SOURCE MATERIAL:
###

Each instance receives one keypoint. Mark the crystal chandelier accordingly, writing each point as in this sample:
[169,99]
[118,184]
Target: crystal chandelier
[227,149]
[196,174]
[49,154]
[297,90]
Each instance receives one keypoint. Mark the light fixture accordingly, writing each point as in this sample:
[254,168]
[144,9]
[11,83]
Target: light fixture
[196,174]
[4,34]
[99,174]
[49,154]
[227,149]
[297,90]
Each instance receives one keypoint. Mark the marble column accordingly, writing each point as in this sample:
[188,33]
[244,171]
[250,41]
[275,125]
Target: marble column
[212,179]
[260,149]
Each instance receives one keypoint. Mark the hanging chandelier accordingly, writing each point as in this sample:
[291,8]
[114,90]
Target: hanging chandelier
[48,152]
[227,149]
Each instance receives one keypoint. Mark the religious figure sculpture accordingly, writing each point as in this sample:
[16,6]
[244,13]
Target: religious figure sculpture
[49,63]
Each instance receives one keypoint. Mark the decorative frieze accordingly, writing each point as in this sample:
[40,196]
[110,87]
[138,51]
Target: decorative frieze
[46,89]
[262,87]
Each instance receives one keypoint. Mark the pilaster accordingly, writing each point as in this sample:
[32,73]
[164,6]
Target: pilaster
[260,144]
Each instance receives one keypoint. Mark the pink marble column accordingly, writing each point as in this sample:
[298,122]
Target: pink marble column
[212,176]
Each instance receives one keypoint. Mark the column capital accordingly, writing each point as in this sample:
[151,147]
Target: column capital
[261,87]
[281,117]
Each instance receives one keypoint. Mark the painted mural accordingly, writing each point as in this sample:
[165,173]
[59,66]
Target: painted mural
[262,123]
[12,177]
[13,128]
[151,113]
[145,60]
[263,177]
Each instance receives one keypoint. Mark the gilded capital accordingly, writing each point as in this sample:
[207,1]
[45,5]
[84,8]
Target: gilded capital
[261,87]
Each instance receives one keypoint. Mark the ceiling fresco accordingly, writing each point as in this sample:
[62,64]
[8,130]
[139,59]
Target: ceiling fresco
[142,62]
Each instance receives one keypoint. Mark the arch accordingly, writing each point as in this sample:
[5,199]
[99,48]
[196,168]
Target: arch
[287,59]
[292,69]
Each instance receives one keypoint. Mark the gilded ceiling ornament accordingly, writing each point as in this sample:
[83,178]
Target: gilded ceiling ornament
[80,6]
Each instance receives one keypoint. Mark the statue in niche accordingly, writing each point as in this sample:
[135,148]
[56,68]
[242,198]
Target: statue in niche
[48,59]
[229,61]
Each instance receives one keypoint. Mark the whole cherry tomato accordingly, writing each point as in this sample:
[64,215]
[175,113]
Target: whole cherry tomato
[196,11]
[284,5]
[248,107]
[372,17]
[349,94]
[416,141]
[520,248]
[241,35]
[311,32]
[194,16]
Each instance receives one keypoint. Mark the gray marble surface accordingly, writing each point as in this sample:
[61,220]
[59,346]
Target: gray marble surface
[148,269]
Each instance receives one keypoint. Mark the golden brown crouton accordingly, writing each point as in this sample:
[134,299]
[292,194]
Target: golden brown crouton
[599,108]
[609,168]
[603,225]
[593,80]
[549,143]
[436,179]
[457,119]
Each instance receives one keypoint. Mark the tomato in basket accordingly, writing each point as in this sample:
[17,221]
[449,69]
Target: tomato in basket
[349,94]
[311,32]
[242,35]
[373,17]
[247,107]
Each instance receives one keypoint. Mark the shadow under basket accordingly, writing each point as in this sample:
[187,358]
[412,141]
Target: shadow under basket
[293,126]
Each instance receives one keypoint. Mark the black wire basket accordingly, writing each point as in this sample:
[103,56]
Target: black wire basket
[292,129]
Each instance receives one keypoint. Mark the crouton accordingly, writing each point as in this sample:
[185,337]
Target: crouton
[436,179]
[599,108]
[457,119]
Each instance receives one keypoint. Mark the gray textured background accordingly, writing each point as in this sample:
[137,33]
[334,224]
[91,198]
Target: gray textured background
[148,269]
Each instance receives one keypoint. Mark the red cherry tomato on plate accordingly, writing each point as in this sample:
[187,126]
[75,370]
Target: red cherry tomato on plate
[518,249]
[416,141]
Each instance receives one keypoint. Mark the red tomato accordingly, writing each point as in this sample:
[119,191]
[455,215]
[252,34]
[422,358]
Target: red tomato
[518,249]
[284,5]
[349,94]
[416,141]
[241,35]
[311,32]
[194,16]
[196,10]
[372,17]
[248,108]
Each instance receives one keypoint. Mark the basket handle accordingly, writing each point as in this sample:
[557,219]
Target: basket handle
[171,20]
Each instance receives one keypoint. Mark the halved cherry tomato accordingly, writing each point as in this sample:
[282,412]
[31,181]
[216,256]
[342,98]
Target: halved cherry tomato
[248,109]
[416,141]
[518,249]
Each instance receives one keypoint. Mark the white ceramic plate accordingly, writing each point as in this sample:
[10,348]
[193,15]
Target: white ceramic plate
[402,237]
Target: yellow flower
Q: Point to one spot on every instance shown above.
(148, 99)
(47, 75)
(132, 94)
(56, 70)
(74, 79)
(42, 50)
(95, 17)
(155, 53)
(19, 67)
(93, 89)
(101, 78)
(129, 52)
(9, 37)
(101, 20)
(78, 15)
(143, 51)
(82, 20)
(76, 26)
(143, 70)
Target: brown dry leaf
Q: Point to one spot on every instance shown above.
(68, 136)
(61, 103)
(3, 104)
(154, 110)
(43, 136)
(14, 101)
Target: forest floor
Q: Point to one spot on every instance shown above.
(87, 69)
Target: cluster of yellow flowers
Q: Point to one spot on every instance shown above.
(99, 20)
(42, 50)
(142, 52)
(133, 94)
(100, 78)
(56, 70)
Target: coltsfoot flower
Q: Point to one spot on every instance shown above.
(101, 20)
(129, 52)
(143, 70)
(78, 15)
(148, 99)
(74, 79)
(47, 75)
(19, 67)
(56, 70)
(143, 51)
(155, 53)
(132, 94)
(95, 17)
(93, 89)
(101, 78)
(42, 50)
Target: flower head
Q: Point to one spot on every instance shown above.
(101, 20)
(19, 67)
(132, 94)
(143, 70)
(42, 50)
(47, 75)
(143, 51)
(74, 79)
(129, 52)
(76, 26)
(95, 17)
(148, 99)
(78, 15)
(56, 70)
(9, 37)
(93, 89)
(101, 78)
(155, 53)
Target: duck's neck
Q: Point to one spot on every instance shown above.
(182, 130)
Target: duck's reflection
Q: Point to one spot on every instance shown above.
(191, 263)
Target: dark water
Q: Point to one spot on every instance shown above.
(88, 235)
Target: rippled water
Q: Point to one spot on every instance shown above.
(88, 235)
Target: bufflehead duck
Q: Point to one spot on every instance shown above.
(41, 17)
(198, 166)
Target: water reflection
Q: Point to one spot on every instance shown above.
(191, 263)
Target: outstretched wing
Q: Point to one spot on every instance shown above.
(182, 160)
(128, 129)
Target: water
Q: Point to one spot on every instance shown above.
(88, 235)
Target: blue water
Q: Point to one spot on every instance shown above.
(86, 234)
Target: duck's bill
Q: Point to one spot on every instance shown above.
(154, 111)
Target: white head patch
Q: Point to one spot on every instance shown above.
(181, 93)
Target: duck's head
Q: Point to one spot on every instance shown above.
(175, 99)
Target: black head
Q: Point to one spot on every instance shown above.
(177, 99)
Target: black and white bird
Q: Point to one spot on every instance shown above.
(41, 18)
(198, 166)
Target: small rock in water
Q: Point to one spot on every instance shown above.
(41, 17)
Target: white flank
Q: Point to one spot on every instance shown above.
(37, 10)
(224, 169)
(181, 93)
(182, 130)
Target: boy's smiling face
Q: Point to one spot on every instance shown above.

###

WHAT THE EXERCISE ASKS:
Can you copy out every item above word for word, keeping each line as it stands?

ANSWER TO THE EXERCISE:
Each instance receives one keypoint. Mark the crystal chandelier accordingly, writing each point as in this sample:
[169,99]
[118,184]
Target: crystal chandelier
[227,149]
[196,174]
[49,154]
[297,90]
Each instance receives one keypoint. Mark the light fixture accordingly, writing each point as in this sample:
[254,168]
[144,9]
[11,83]
Target: light fixture
[196,174]
[4,34]
[99,174]
[49,154]
[227,149]
[297,90]
Each instance receives one keypoint. Mark the marble column accordingly, writing each point as in this sample:
[188,33]
[244,171]
[250,41]
[275,125]
Target: marble column
[212,179]
[260,149]
Each instance receives one keypoint. Mark the hanging chandelier accordingly, writing each point as in this sample:
[291,8]
[114,90]
Target: hanging chandelier
[48,152]
[227,149]
Each instance receives one keypoint. Mark the religious figure sculpture accordingly, writing each point as in this sample:
[16,6]
[244,13]
Target: religious figure sculpture
[49,63]
Each instance receives one keypoint. Mark the decorative frieze accordingly, writing each point as in this sample:
[40,196]
[110,87]
[138,51]
Target: decorative frieze
[46,89]
[262,87]
Each instance receives one keypoint. Mark the pilaster accordingly, writing each point as in this sample:
[32,73]
[164,6]
Target: pilaster
[260,144]
Each instance receives one keypoint. Mark the pink marble column accordingly, writing each point as in this sample:
[298,122]
Target: pink marble column
[212,176]
Each instance receives one keypoint. Mark the column capital accordingly, writing each point as in this sample:
[151,147]
Target: column capital
[261,87]
[281,117]
Each instance receives one keypoint. Mark the painted mural accordingly, writing each point as in this sample:
[165,173]
[59,66]
Target: painted mural
[262,123]
[12,177]
[13,128]
[151,113]
[145,60]
[263,177]
Each instance receives one keypoint. Mark the gilded capital accordingly, writing each point as in this sample:
[207,1]
[45,5]
[84,8]
Target: gilded capital
[261,87]
Each instance receives one keypoint. Mark the ceiling fresco accordingly, writing each point as in this sample:
[62,64]
[8,130]
[139,59]
Target: ceiling fresco
[142,62]
Each instance receives one keypoint. Mark the arch accordingly, writing each point as in this sample:
[5,199]
[99,48]
[196,168]
Target: arch
[287,59]
[292,69]
Each instance receives one keypoint. Mark the gilded ceiling ornament accordingly, writing each point as in this sample:
[83,178]
Target: gilded ceiling ornament
[80,6]
Each instance receives one keypoint. Mark the statue in niche accordingly, writing each point as in this sample:
[135,148]
[56,68]
[242,198]
Target: statue in niche
[48,59]
[229,61]
Each instance receives one keypoint. Mark the whole cherry tomato accordingly, writing each point as in this sample:
[64,215]
[175,113]
Target: whole cherry tomato
[196,11]
[284,5]
[248,107]
[372,17]
[349,94]
[416,141]
[520,248]
[241,35]
[311,32]
[194,16]
Each instance receives one keypoint. Mark the gray marble surface accordingly, writing each point as in this sample:
[61,220]
[59,346]
Target: gray marble surface
[148,269]
Each instance receives one keypoint. Mark the golden brown crouton accordingly, writing each point as in this sample:
[134,299]
[292,194]
Target: golden brown crouton
[599,108]
[609,168]
[603,225]
[593,80]
[549,143]
[436,179]
[457,119]
Each instance receives one keypoint. Mark the tomato in basket accordingly, writing each point as in this sample:
[17,221]
[449,69]
Target: tomato in basket
[349,94]
[311,32]
[242,35]
[373,17]
[247,107]
Each instance receives one keypoint. Mark the shadow under basket accordingly, writing each point as in this sample:
[187,358]
[412,141]
Target: shadow under basket
[293,126]
Each instance receives one keypoint. Mark the black wire basket accordingly, writing each point as in this sample:
[103,56]
Target: black wire basket
[292,129]
Each instance receives one keypoint. Mark the crouton accordingly, writing each point as in this sample:
[185,337]
Target: crouton
[436,179]
[599,108]
[457,119]
Each instance receives one keypoint. Mark the gray textured background accordingly, writing each point as in this sample:
[137,33]
[334,224]
[91,198]
Target: gray textured background
[148,269]
Each instance receives one keypoint. Mark the red cherry tomato on plate accordingly, writing each point as in this sample:
[187,126]
[75,370]
Target: red cherry tomato on plate
[518,249]
[416,141]
Each instance receives one keypoint. Mark the red tomato accordingly, writing each point as in this sample:
[119,191]
[455,215]
[252,34]
[422,358]
Target: red tomato
[518,249]
[284,5]
[349,94]
[416,141]
[241,35]
[311,32]
[194,16]
[196,10]
[372,17]
[248,108]
Each instance receives one keypoint. Mark the basket handle accordingly, writing each point as in this sample:
[557,219]
Target: basket handle
[171,20]
Each instance receives one keypoint. Mark the halved cherry tomato accordingly, writing each point as in this sample:
[282,412]
[31,181]
[216,256]
[342,98]
Target: halved cherry tomato
[248,109]
[416,141]
[518,249]
Each instance receives one keypoint. Mark the white ceramic plate accordingly, writing each point as in this sample:
[10,348]
[193,15]
Target: white ceramic plate
[402,237]
Target: yellow flower
Q: Point to one spot on every instance shown above.
(148, 99)
(47, 75)
(132, 94)
(56, 70)
(74, 79)
(42, 50)
(95, 17)
(155, 53)
(19, 67)
(93, 89)
(101, 78)
(129, 52)
(9, 37)
(101, 20)
(78, 15)
(143, 51)
(82, 20)
(76, 26)
(143, 70)
Target: brown dry leaf
Q: Point to one spot on every instance shown above.
(68, 136)
(61, 103)
(3, 104)
(154, 110)
(43, 136)
(14, 101)
Target: forest floor
Q: Point to one spot on every instance shown above.
(87, 69)
Target: cluster of yellow flowers
Q: Point to one spot on every instance shown above.
(99, 20)
(42, 50)
(142, 52)
(133, 94)
(100, 78)
(56, 70)
Target: coltsfoot flower
Q: Point to one spot on every instance shown above.
(101, 20)
(129, 52)
(143, 70)
(78, 15)
(148, 99)
(74, 79)
(47, 75)
(19, 67)
(56, 70)
(143, 51)
(155, 53)
(132, 94)
(95, 17)
(93, 89)
(101, 78)
(42, 50)
Target: flower head
Q: Point to one spot on every instance shown above.
(101, 20)
(19, 67)
(132, 94)
(143, 70)
(42, 50)
(47, 75)
(143, 51)
(74, 79)
(129, 52)
(76, 26)
(95, 17)
(148, 99)
(78, 15)
(56, 70)
(9, 37)
(93, 89)
(101, 78)
(155, 53)
Target: duck's neck
Q: Point to one spot on every instance shown above.
(182, 130)
Target: duck's reflection
Q: Point to one spot on every instance shown above.
(191, 263)
Target: dark water
Q: Point to one spot on every instance shown above.
(88, 235)
Target: rippled water
Q: Point to one spot on every instance shown above.
(88, 235)
Target: bufflehead duck
Q: Point to one spot on every instance shown above.
(41, 17)
(198, 166)
Target: water reflection
Q: Point to one spot on every instance shown above.
(191, 263)
Target: outstretched wing
Q: Point to one spot on every instance shown above.
(182, 160)
(128, 129)
Target: water
Q: Point to one spot on every instance shown above.
(88, 235)
Target: blue water
Q: Point to one spot on every instance shown above.
(86, 234)
Target: duck's bill
Q: Point to one spot on every instance shown above.
(154, 111)
Target: white head patch
Q: Point to one spot on every instance shown above.
(181, 93)
Target: duck's head
Q: Point to one spot on every instance shown above.
(175, 99)
Target: black head
Q: Point to one spot on every instance shown above.
(177, 99)
Target: black and white bird
Q: Point to one spot on every instance shown above.
(41, 18)
(198, 166)
Target: small rock in water
Q: Point to one spot on every instance shown above.
(41, 17)
Target: white flank
Q: Point to one spot on every instance shown above.
(37, 10)
(224, 169)
(181, 93)
(182, 130)
Target: boy's smiling face
Q: Point to one spot on every instance shown above.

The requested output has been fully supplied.